[Collected data entries]
-- Opening Marker --

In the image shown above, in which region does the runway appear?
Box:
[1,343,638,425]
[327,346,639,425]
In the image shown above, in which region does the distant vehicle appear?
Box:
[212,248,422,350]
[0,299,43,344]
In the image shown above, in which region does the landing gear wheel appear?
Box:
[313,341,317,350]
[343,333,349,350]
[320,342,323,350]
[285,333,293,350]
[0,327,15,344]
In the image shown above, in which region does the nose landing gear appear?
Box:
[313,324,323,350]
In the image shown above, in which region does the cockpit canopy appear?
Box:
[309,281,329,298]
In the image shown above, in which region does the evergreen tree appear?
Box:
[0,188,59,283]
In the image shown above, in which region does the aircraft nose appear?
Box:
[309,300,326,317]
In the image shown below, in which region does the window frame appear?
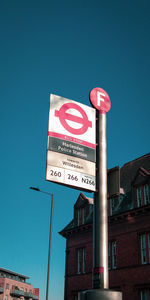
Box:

-- Closing Marker --

Activity
Copy exactly the lines that run from the line containing "In the image shown above, in which region does the cockpit" to the end of the data, keeping both end lines and dropping every picture.

Answer section
In the image shown above, in which region does the cockpit canopy appear?
Box:
[309,281,329,298]
In the image shown above, in which region does the evergreen tree appear?
Box:
[0,188,59,283]
In the image shown above, in which region does the aircraft nose appear?
Box:
[309,300,326,317]
In the image shown below, in which region does the window frame appear?
Box:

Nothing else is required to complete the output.